Content starts

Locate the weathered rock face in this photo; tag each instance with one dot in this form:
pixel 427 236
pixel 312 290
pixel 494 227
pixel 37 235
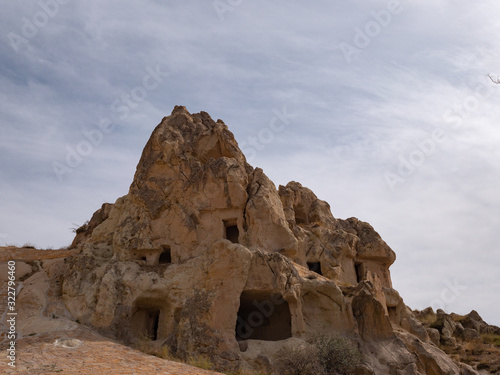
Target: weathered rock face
pixel 205 255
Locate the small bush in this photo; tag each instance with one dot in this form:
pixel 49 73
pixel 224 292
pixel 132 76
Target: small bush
pixel 299 361
pixel 325 355
pixel 200 361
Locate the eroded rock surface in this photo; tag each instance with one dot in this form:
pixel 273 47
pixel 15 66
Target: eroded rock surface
pixel 206 255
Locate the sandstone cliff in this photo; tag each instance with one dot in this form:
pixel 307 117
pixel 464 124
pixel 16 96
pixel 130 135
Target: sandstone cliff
pixel 205 255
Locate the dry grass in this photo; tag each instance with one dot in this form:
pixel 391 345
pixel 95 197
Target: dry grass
pixel 200 361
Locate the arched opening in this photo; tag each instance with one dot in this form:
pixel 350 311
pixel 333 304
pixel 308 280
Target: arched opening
pixel 263 316
pixel 145 322
pixel 165 256
pixel 300 214
pixel 360 273
pixel 231 231
pixel 315 267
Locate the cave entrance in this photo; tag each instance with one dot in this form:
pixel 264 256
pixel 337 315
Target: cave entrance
pixel 145 322
pixel 360 273
pixel 165 256
pixel 263 316
pixel 315 267
pixel 231 231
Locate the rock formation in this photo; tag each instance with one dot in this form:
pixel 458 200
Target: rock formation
pixel 206 255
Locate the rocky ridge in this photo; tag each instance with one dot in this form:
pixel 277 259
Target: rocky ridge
pixel 206 256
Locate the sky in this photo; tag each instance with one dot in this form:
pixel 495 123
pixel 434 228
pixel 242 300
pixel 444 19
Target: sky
pixel 383 108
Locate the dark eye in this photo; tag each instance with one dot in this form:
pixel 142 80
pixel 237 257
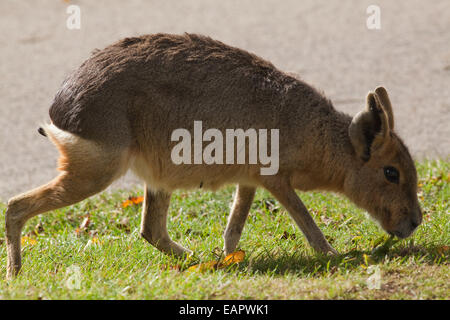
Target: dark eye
pixel 391 174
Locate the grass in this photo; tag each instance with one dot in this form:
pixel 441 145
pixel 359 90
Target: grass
pixel 109 260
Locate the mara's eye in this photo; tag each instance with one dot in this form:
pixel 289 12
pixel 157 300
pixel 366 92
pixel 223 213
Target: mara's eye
pixel 391 174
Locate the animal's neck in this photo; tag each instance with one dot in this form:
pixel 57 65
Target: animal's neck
pixel 337 156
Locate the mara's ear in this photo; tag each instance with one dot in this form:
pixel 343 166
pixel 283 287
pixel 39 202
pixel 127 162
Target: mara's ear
pixel 369 128
pixel 383 97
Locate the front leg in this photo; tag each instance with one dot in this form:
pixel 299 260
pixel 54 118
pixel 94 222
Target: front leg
pixel 239 212
pixel 285 194
pixel 154 222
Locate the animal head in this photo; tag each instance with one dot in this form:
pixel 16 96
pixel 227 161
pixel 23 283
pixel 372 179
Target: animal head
pixel 385 181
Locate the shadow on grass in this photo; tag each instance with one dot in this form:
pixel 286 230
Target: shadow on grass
pixel 319 265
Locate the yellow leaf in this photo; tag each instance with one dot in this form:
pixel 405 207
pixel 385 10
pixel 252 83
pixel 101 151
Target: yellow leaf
pixel 132 201
pixel 28 241
pixel 443 249
pixel 206 266
pixel 95 240
pixel 235 257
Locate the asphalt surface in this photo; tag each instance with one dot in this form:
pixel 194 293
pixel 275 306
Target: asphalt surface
pixel 326 42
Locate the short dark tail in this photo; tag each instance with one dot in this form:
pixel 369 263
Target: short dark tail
pixel 42 131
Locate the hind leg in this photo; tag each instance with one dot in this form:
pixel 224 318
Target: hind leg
pixel 239 212
pixel 154 222
pixel 85 172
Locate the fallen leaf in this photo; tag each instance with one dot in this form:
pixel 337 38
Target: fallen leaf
pixel 28 241
pixel 235 257
pixel 83 225
pixel 85 222
pixel 232 258
pixel 286 235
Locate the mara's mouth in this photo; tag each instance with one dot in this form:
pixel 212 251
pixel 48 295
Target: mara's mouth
pixel 398 234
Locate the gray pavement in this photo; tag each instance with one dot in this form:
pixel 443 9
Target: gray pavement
pixel 326 42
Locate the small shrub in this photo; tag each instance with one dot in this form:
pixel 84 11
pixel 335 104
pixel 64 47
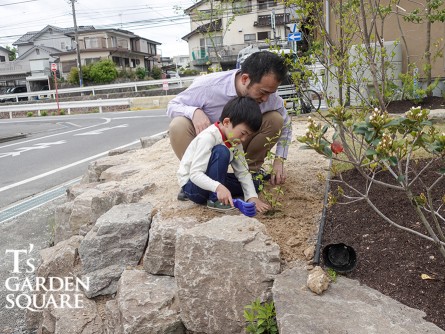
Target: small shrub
pixel 260 318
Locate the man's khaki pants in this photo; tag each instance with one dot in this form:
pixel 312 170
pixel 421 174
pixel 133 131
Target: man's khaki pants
pixel 182 132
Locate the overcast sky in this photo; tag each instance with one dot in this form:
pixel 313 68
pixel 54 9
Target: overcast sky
pixel 157 20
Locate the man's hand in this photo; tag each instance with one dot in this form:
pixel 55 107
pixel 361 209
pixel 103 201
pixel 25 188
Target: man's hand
pixel 224 195
pixel 259 204
pixel 200 121
pixel 279 174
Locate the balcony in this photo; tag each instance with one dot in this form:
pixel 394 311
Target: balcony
pixel 265 20
pixel 15 67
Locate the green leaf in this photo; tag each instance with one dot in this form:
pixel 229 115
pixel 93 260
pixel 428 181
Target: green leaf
pixel 393 161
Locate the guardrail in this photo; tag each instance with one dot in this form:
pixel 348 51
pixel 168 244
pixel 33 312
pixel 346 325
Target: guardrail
pixel 93 89
pixel 39 107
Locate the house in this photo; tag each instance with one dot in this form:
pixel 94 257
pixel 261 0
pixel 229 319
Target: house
pixel 38 49
pixel 219 29
pixel 124 48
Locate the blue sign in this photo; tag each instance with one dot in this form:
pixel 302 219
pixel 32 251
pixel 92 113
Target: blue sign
pixel 294 37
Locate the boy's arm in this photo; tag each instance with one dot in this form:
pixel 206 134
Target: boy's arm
pixel 200 162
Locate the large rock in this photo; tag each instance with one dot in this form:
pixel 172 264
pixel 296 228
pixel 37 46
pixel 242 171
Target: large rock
pixel 97 167
pixel 80 317
pixel 117 240
pixel 346 307
pixel 220 267
pixel 144 304
pixel 60 260
pixel 159 258
pixel 89 203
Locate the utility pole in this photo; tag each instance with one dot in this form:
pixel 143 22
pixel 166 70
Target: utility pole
pixel 76 37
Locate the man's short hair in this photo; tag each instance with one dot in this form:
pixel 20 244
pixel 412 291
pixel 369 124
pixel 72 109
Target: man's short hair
pixel 243 109
pixel 260 63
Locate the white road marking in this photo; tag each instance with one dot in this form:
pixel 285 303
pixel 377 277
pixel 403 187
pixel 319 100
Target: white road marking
pixel 100 131
pixel 69 166
pixel 107 120
pixel 38 146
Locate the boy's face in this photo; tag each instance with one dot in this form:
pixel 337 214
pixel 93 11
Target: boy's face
pixel 235 134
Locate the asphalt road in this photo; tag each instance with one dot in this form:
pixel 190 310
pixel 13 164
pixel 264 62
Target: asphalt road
pixel 58 149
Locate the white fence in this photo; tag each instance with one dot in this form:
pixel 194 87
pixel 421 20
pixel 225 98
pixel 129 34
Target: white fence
pixel 173 82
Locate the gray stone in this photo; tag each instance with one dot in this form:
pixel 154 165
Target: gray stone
pixel 70 320
pixel 97 167
pixel 144 304
pixel 117 240
pixel 317 280
pixel 220 267
pixel 346 307
pixel 60 260
pixel 150 141
pixel 159 258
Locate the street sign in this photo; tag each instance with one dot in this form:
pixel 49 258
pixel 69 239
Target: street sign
pixel 294 37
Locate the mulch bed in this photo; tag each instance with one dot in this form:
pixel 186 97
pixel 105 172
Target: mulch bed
pixel 389 259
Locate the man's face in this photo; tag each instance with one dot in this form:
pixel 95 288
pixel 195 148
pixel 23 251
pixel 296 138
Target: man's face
pixel 260 91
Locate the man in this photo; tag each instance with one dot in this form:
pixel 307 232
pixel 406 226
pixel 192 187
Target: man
pixel 200 105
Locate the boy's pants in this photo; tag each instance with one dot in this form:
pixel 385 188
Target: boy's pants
pixel 182 132
pixel 216 170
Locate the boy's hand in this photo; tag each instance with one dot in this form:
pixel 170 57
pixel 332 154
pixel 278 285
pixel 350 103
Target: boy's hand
pixel 259 204
pixel 224 195
pixel 279 174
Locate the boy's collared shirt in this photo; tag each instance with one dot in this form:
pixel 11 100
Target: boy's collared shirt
pixel 196 158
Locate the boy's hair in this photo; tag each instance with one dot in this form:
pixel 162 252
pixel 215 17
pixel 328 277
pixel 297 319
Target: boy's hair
pixel 260 63
pixel 243 109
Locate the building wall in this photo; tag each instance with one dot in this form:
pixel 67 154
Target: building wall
pixel 415 36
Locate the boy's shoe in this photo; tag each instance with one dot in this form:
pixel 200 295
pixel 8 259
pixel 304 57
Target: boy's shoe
pixel 220 207
pixel 182 196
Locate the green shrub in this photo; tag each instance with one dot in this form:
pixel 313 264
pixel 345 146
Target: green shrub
pixel 260 318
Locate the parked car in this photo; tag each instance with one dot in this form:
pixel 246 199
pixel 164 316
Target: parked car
pixel 15 90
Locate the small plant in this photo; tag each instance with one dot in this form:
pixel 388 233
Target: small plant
pixel 260 318
pixel 332 274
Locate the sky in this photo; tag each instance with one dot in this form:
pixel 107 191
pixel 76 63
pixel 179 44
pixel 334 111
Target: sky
pixel 157 20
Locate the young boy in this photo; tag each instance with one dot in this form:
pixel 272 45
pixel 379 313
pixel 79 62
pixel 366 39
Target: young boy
pixel 202 173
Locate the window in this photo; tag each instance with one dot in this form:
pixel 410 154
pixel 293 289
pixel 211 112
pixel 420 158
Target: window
pixel 241 7
pixel 262 4
pixel 249 37
pixel 263 35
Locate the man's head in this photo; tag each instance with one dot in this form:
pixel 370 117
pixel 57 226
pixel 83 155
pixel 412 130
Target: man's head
pixel 261 74
pixel 240 117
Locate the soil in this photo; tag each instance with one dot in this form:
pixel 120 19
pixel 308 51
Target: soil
pixel 388 260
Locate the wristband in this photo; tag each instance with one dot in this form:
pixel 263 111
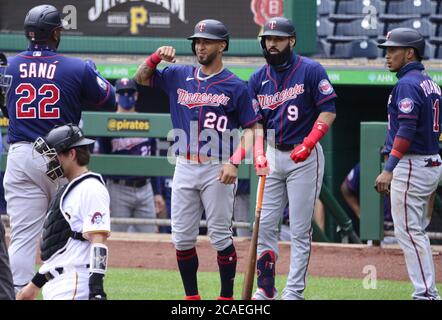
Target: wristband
pixel 319 129
pixel 238 156
pixel 258 148
pixel 153 60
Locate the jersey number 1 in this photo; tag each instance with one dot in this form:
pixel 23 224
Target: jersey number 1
pixel 50 96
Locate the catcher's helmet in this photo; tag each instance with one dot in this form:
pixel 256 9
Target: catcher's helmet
pixel 210 29
pixel 41 21
pixel 279 27
pixel 405 37
pixel 59 139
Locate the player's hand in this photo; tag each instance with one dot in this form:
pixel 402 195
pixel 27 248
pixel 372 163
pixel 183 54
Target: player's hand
pixel 160 204
pixel 261 164
pixel 228 174
pixel 167 53
pixel 383 181
pixel 301 152
pixel 29 292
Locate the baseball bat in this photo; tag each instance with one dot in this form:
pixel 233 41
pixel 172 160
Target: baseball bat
pixel 251 259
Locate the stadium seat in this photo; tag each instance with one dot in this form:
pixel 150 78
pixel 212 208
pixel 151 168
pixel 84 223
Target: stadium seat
pixel 324 27
pixel 437 43
pixel 352 47
pixel 359 27
pixel 325 7
pixel 424 26
pixel 436 19
pixel 357 7
pixel 421 7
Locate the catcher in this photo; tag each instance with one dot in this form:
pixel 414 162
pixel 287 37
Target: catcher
pixel 77 224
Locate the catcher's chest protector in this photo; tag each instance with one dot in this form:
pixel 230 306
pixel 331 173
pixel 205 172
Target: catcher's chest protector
pixel 56 229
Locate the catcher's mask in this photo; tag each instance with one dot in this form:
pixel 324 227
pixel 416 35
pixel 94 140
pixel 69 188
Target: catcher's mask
pixel 59 139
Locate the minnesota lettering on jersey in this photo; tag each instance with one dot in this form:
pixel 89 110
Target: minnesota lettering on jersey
pixel 273 101
pixel 37 70
pixel 192 100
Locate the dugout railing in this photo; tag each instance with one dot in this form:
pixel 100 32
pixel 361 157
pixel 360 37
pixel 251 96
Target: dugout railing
pixel 109 124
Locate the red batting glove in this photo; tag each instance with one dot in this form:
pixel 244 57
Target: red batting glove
pixel 261 165
pixel 302 151
pixel 259 159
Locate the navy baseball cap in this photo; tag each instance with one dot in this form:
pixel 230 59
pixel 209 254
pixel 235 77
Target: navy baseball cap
pixel 125 84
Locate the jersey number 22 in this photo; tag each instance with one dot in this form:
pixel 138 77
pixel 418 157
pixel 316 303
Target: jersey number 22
pixel 49 93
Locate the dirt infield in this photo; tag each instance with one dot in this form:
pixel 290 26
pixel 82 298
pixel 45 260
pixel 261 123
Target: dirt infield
pixel 329 260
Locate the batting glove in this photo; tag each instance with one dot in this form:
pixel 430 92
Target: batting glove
pixel 302 151
pixel 261 165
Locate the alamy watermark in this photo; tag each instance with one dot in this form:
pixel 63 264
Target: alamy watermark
pixel 209 144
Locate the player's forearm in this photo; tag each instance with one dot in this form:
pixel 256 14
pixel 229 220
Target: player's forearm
pixel 327 117
pixel 144 74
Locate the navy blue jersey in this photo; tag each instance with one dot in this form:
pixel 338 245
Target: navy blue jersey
pixel 50 89
pixel 415 98
pixel 220 102
pixel 290 101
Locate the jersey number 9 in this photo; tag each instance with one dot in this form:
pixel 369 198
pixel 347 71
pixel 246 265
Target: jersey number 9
pixel 292 113
pixel 49 93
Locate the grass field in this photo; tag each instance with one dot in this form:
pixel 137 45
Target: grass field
pixel 140 284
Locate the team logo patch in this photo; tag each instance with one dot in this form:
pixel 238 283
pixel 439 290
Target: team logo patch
pixel 325 87
pixel 406 105
pixel 255 105
pixel 97 218
pixel 102 83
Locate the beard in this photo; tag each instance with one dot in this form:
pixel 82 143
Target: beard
pixel 208 60
pixel 278 60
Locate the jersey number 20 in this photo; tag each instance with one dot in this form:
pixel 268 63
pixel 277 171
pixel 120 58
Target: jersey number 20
pixel 436 116
pixel 50 95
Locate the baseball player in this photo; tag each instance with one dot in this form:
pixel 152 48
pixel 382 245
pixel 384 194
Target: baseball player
pixel 206 101
pixel 296 100
pixel 47 89
pixel 131 196
pixel 413 169
pixel 6 286
pixel 77 223
pixel 242 206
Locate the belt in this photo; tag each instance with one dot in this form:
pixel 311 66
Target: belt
pixel 60 270
pixel 138 183
pixel 198 158
pixel 284 147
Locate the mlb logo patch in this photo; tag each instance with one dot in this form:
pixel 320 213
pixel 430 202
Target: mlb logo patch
pixel 102 83
pixel 406 105
pixel 202 27
pixel 97 218
pixel 325 87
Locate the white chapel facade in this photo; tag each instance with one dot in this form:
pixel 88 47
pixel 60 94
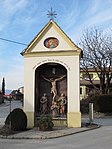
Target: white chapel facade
pixel 52 55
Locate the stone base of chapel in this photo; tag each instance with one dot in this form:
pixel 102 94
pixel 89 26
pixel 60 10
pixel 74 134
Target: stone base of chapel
pixel 30 119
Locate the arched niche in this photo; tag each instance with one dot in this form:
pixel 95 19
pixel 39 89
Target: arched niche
pixel 49 70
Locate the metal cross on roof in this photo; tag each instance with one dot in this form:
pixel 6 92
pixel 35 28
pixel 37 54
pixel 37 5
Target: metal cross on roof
pixel 51 14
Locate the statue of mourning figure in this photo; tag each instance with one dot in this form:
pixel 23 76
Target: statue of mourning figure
pixel 43 104
pixel 53 85
pixel 62 102
pixel 59 108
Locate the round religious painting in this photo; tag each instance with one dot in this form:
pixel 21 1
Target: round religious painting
pixel 51 42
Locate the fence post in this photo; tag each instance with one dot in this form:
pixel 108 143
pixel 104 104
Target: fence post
pixel 91 112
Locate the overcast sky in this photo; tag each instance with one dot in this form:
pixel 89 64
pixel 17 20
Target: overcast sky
pixel 21 20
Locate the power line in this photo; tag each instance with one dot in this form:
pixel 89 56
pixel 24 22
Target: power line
pixel 16 42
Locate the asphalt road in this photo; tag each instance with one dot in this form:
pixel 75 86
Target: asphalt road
pixel 95 139
pixel 100 138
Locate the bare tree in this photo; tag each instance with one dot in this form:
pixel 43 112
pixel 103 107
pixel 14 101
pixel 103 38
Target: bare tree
pixel 97 54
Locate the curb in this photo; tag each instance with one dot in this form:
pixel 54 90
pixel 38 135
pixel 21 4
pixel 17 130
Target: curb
pixel 49 135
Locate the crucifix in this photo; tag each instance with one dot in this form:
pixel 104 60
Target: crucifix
pixel 51 14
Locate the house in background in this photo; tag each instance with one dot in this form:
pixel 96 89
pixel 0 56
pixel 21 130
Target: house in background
pixel 86 87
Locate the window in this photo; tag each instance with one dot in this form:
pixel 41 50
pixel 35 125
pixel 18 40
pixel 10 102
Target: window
pixel 86 77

Content ends

Your answer should consist of the lines from the line with "pixel 246 199" to the line with "pixel 420 158" above, repeated exactly, both ends included.

▶ RESPONSE FOR THIS EXERCISE
pixel 246 199
pixel 164 316
Target: parked car
pixel 15 90
Locate the small plant in this photo; tag each instance with one dot in this form:
pixel 388 233
Target: small plant
pixel 260 318
pixel 332 274
Locate the sky in this photo; tag each instance with one dot in this form:
pixel 107 191
pixel 76 63
pixel 179 44
pixel 334 111
Target: sky
pixel 157 20
Locate the young boy in this photo; tag each instance with one dot in this form:
pixel 272 45
pixel 379 313
pixel 79 62
pixel 366 39
Target: young boy
pixel 202 173
Locate the window in this photo; tag each instance with one dot in this form:
pixel 410 154
pixel 293 289
pixel 211 112
pixel 420 158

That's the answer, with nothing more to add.